Problem to work on> Output every line of the rows below as a JSON list of strings, with one string per line and blank lines omitted.

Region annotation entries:
· · · · ·
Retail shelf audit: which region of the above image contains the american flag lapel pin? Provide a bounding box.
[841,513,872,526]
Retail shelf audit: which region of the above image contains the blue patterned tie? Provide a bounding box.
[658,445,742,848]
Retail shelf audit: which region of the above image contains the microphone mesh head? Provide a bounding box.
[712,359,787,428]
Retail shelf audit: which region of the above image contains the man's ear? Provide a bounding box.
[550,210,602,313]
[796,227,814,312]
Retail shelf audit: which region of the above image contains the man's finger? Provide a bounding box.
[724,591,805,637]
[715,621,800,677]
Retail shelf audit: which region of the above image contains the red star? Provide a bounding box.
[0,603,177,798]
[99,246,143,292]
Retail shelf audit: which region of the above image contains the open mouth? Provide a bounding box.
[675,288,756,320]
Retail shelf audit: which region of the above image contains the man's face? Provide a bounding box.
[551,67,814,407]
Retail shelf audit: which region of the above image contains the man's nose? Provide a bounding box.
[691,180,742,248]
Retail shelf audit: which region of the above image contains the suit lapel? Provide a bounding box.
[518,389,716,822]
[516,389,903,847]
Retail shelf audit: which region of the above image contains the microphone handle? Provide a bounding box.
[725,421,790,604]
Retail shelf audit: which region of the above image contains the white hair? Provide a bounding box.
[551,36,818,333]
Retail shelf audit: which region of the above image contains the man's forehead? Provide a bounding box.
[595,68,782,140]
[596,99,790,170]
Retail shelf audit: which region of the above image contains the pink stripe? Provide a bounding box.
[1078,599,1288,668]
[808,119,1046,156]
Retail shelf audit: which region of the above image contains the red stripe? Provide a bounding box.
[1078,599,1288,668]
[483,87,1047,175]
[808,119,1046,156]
· · · · ·
Full output>
[
  "Retail shelf audit: which region of the above image contains the american flag lapel pin? Provide a bounding box.",
  "[841,513,872,526]",
  "Retail shelf audit: which region of the above image contains the blue patterned tie? Provide a bounding box.",
  "[658,445,742,848]",
  "Retail shelf audit: which region of the above image contains the microphone mesh head? Provide a bounding box.",
  "[712,359,787,428]",
  "Retail shelf audit: which region of the above image contains the man's ear? Provide a bounding box.",
  "[550,210,602,313]",
  "[796,227,814,312]",
  "Retail shelf audit: which region of the above image contains the man's finger? Provide a bounding box.",
  "[724,591,805,637]",
  "[715,621,800,677]",
  "Retail shelf audit: which region of the above image contains the red star? Provide a bounding box.",
  "[0,603,177,798]",
  "[99,246,143,292]",
  "Retail shelf audit: which region of the above image contains the open mouth? Provide a bounding box.",
  "[675,288,756,320]",
  "Retail shelf audit: which region of the above image contains the man's face? Provide a bounding box.",
  "[551,67,814,407]",
  "Retail shelf audit: which region of the above image contains the man's nose? Provide a bounding box.",
  "[691,180,742,248]",
  "Retail shelf audit: which region of the above image contains the suit lapel? Provide a bounding box.",
  "[518,389,716,822]",
  "[516,389,903,847]",
  "Retail shelf audit: which region of the above image contains the microphone handle? Provide a bounding box.",
  "[725,421,790,604]",
  "Retail shelf audit: which region of the above image contains the white hair? Provide a bounding box.",
  "[551,36,818,333]",
  "Retail shelf audit: which region of the above image contains the man's forehead? Provide a bounding box.",
  "[595,68,782,140]",
  "[596,99,790,170]",
  "Retail shelf audit: which region of the above image contains the pink stripe? Provide a bounding box.",
  "[1078,599,1288,668]",
  "[808,119,1046,156]",
  "Retail shelf audit: which region of the above image contains the red stripe? Provide a bounding box.",
  "[1078,599,1288,668]",
  "[483,87,1047,175]",
  "[808,119,1046,156]"
]